[Text block]

▼▼▼

The company said it plans to deploy proceeds from the closure and sale of locations into stores that show the most promise for enhanced profitability. It will balance capital-intensive investments for new development as well as remodels to stay competitive and continue to close locations and sell company-run property at certain venues, it said.

Put in straightforward terms, Luby’s said taking short-term focused actions would be a disservice to shareholders over the long-term.

Building the team

In February, Luby’s announced the addition of Twila Day, the former CIO at SYSCO, to its slate of director nominees for the upcoming meeting. This would increase the number of independent directors and bring the total number of female directors to three, or one-third of the board.

Luby’s noted, again, Pappas’ $1 salary and the expectation that he will keep it there until the company’s turnaround efforts bear fruit for Luby’s shareholders.

Some other actions include:

  • All directors at Luby’s are expected to accumulate shares with a market value of at least $100,000 prior to the five-year anniversary of their appointment to the board.
  • In February, Luby’s board unanimously adopted a stockholders rights plan with a 10 percent triggering threshold to protect shareholders from a creeping acquisition of control by the Pappas family without the payment of a control premium.

The rights plan was adopted, the company said, not in response to any takeover bid or in reaction to Bandera or another activist.

Overall, Luby’s said its executive leadership is aligning compensation with its turnaround, which ensures the success of Luby’s is in their best interest.

▲▲▲

[Extracted material]
▼▼▼

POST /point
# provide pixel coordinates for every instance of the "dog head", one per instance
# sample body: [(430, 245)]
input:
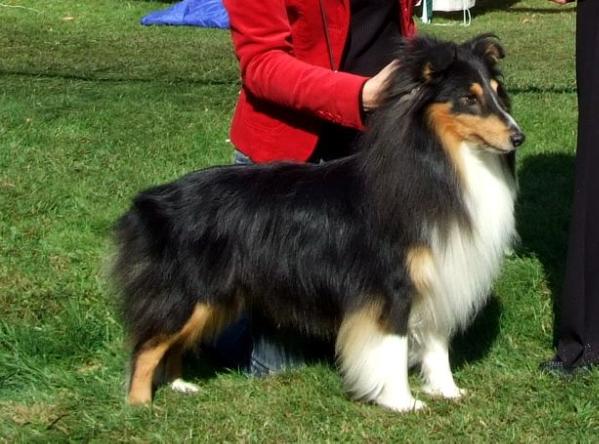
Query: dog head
[(460, 91)]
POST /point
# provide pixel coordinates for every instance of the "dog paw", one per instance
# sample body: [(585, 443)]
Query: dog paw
[(454, 392), (181, 386)]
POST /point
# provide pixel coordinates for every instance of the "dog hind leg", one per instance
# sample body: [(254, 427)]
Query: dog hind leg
[(436, 369), (205, 321)]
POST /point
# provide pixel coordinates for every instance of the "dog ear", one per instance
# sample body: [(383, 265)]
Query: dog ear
[(487, 47), (436, 61)]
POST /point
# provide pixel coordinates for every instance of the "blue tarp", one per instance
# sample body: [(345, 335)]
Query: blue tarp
[(204, 13)]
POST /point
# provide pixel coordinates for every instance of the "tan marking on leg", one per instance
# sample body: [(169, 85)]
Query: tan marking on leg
[(152, 352), (421, 268), (173, 366)]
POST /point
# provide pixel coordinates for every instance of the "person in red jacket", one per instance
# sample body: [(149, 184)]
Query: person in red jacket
[(310, 71), (308, 66)]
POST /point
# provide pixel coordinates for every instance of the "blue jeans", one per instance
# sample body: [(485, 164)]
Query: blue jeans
[(260, 349)]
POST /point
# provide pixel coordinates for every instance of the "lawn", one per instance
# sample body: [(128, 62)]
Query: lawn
[(95, 107)]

▲▲▲

[Your tasks]
1. Rewrite the Luby's article from "Building the team" to "a control premium.", replacing "February" with "March".
2. Find every line in the entries that contains the word "marking", matching case exactly, and copy each of those lines.

[Responses]
1.
Building the team

In March, Luby’s announced the addition of Twila Day, the former CIO at SYSCO, to its slate of director nominees for the upcoming meeting. This would increase the number of independent directors and bring the total number of female directors to three, or one-third of the board.

Luby’s noted, again, Pappas’ $1 salary and the expectation that he will keep it there until the company’s turnaround efforts bear fruit for Luby’s shareholders.

Some other actions include:

  • All directors at Luby’s are expected to accumulate shares with a market value of at least $100,000 prior to the five-year anniversary of their appointment to the board.
  • In March, Luby’s board unanimously adopted a stockholders rights plan with a 10 percent triggering threshold to protect shareholders from a creeping acquisition of control by the Pappas family without the payment of a control premium.

2.
# provide pixel coordinates for every instance of the "tan marking on leg", one per instance
Query: tan marking on leg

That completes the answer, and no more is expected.